PAGE TEXT:
Emission inputs for the simulations (for both the 12-km CONUS domain and the 4-km Southeast domain) were processed depending on the sensitivity of the sources to meteorology (Tong et al., 2015). For ‘static’ emission sources not strongly influenced by meteorological conditions, including mobile and area sources, the USEPA 2005 National Emission Inventories (NEIs) were used as the baseline emission data set. Mobile emissions and off-road engine emissions for nitrogen oxides (NO_x) were adjusted using the Cross-State Air Pollution Rule (CSAPR) projection factors (Pan et al., 2014), to reflect changes in emissions from the inventory year (2005) to the simulation period (Tong et al., 2015). For point source emission, the NEI05v1 data are used as the base year for Electricity Generation Units (EGUs) and non-EGU point sources. NO_x and sulfur dioxide (SO₂) emissions from EGU sources were upgraded with 2013 Continuous Emission Monitoring (CEM) data. The adjusted inventories were processed using the Sparse Matrix Operator Kernel Emissions (SMOKE) modelling system (Houyoux and Vukovich, 1999) to represent monthly, weekly, diurnal and holiday/non-holiday variations that are specific for each year. For wildfire smoke emissions, fire points and smoke plume locations were identified by the NOAA Hazard Mapping System (HMS) using satellite retrieval and human analysis (Ruminski et al., 2006). The HMS fire smoke products were processed through the U.S. Forest Service BlueSky (version 3.1) framework modelling system (Larkin et al., 2009; O’Neill et al., 2009) to produce near real-time wildfire smoke emissions for the simulations.

DATASET EXTRACT:
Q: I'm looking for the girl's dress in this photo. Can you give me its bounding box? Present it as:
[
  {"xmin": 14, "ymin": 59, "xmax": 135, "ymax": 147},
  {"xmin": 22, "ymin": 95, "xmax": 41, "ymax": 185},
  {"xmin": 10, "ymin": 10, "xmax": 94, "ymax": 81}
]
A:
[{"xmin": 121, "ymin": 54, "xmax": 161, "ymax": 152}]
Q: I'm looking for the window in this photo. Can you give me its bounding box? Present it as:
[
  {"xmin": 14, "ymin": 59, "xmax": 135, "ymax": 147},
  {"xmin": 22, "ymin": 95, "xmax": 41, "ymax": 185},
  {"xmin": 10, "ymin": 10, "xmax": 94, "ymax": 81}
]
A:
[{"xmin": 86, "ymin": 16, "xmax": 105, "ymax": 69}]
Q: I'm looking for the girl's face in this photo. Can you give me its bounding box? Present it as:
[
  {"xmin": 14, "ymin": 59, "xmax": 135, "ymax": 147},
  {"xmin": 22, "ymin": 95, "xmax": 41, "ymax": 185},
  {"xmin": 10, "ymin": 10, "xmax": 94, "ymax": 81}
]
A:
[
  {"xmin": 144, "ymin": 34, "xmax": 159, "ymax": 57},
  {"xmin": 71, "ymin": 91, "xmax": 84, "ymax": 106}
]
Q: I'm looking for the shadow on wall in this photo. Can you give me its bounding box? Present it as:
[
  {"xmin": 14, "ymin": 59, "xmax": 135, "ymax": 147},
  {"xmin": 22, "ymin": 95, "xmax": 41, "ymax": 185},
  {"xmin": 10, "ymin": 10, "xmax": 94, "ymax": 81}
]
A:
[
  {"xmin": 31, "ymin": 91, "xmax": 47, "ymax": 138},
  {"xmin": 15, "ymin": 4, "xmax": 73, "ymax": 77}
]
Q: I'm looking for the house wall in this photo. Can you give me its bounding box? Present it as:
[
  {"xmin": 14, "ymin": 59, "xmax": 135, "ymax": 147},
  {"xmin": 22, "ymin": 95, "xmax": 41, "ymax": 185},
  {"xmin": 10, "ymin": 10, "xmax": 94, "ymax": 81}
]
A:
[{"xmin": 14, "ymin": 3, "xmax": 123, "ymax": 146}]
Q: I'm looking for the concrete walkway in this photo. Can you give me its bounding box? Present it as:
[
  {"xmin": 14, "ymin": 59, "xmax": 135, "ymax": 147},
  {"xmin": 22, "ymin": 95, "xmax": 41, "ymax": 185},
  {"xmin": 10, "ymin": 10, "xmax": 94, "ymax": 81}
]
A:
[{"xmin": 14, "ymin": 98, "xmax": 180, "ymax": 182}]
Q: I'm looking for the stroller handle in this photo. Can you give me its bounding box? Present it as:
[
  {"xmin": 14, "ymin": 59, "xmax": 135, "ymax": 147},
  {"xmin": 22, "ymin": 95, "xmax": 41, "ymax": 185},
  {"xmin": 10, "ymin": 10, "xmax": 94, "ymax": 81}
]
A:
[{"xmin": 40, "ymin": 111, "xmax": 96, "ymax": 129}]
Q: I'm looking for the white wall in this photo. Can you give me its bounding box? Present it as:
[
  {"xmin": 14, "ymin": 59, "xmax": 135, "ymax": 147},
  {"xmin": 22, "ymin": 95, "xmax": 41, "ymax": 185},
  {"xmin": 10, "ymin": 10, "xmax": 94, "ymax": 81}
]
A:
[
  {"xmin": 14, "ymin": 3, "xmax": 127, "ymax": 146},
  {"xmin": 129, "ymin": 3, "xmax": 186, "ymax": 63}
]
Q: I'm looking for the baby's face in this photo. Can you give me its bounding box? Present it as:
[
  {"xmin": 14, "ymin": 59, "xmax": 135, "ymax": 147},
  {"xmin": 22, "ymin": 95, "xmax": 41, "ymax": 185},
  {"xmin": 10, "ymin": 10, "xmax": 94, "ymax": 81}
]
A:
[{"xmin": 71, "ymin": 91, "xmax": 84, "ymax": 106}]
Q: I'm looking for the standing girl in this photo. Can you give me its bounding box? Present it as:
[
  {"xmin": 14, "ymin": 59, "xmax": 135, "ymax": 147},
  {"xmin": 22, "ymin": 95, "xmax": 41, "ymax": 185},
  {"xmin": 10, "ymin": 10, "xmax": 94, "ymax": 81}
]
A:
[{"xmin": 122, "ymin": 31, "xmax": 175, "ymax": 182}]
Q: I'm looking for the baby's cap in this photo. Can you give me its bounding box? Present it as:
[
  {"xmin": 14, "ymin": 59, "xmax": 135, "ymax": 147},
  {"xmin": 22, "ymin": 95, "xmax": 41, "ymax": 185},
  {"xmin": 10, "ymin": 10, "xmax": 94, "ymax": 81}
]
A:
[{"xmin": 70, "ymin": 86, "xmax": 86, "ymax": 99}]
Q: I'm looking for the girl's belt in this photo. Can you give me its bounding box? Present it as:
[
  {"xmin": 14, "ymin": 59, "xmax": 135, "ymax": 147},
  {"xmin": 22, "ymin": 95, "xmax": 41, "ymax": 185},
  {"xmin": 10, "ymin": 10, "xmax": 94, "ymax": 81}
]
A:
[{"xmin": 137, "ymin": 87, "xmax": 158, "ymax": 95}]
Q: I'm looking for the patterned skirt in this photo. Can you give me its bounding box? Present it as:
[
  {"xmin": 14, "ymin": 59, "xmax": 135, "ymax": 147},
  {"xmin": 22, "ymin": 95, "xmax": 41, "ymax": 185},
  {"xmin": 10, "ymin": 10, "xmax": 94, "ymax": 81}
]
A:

TASK GOAL: According to the emissions text, which data were used to upgrade NOx and SO₂ emissions from EGU sources? The rows are separate material and do not draw on the emissions text.

REPLY: They were upgraded with 2013 Continuous Emission Monitoring (CEM) data.